__Work order__
Give back exactly the lines from the line that contains "point: the rocky" to the last line of the listing below, inclusive, and no others.

*** Given data

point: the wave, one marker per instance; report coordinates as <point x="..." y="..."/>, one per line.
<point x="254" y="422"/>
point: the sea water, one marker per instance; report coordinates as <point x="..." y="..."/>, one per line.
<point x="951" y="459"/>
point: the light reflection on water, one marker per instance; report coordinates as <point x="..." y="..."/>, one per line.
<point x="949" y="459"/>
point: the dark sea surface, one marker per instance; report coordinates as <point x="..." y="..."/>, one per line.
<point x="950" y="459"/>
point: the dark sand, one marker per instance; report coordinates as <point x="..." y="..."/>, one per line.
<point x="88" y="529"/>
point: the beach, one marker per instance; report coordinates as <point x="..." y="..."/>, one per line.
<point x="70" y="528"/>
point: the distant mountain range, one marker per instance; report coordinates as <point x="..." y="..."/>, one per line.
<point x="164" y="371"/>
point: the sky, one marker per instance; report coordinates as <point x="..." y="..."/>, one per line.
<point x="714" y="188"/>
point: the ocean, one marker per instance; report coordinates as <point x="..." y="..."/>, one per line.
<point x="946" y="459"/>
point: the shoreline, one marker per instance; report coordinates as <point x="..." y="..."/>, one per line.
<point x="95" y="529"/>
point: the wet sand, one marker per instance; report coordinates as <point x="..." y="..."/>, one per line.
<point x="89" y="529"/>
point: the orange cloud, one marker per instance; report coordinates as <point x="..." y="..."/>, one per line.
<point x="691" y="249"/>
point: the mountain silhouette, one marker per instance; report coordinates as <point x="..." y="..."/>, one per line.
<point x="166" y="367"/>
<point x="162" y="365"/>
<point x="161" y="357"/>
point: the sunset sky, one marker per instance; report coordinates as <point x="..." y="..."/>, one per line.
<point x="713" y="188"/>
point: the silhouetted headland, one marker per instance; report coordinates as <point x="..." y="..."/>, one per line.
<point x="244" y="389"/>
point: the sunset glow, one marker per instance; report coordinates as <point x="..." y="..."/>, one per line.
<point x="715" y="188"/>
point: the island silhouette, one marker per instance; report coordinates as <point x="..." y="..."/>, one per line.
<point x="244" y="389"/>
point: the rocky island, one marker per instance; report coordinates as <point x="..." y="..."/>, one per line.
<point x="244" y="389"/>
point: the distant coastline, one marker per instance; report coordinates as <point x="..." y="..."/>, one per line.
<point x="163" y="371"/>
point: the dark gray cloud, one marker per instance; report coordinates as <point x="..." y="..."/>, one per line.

******

__Problem solution__
point: the rocky island, one marker per instance; report coordinates as <point x="..." y="..."/>, one per line.
<point x="244" y="389"/>
point: the distant coastline, one marker per instance; report coordinates as <point x="..." y="..."/>, one per line.
<point x="163" y="371"/>
point: the dark gray cloud, one marker per instance; report coordinates as <point x="..." y="..."/>, one per line.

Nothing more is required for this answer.